JOB: Reproduce verbatim the lines of the data below, starting at the line that contains "Category: wide-brimmed straw hat" and ending at the line that contains "pixel 241 119", with both of those lines included.

====== RECORDS FOR THE TASK ======

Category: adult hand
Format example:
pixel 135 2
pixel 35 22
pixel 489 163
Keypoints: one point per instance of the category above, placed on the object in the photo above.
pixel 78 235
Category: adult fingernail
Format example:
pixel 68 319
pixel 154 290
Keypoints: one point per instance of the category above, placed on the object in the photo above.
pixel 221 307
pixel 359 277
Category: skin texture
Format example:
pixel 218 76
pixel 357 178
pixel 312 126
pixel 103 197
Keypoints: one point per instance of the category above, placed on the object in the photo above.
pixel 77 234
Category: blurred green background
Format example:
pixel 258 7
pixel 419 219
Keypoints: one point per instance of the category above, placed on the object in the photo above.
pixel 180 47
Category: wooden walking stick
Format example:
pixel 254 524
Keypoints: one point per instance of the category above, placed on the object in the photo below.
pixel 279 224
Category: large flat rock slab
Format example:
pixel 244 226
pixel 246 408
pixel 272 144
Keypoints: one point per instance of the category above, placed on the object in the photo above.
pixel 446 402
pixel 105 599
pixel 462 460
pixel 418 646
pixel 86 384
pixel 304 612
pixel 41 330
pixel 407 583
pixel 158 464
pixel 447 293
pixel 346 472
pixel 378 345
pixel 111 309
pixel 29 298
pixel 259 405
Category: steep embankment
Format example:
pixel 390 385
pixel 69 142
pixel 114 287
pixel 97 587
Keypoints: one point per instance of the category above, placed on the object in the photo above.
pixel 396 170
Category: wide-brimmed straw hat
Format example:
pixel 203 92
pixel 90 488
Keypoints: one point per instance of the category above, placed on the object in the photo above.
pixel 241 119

======
====== RECORDS FOR THE TASK ======

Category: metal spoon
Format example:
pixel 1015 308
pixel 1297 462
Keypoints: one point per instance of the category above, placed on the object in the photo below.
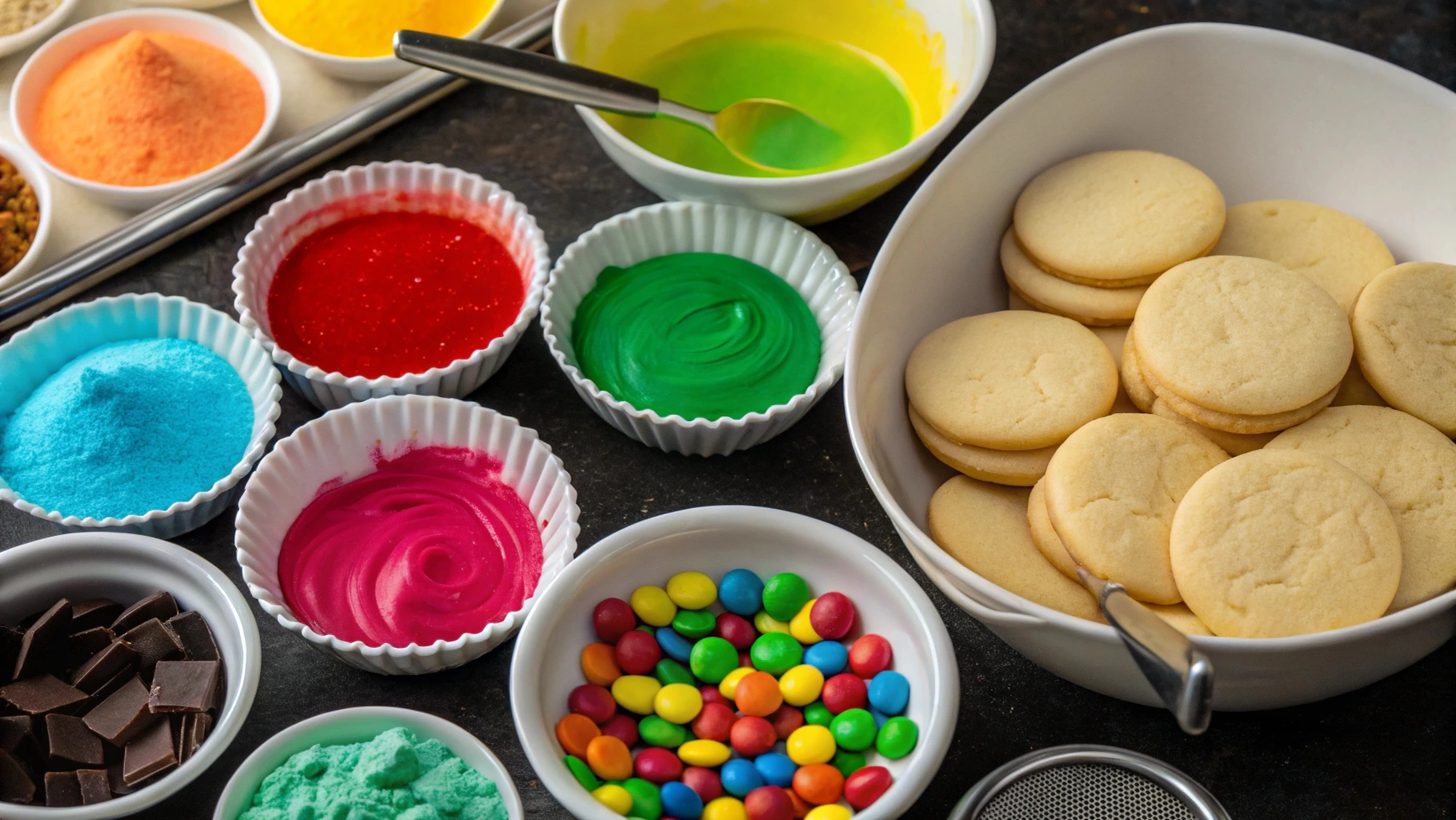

======

PROBLEM SOLUTION:
Category: wide-brimmed straw hat
Format example:
pixel 203 92
pixel 90 488
Keypoints: one point per instance of the category above, placed on the object in the photo above.
pixel 241 119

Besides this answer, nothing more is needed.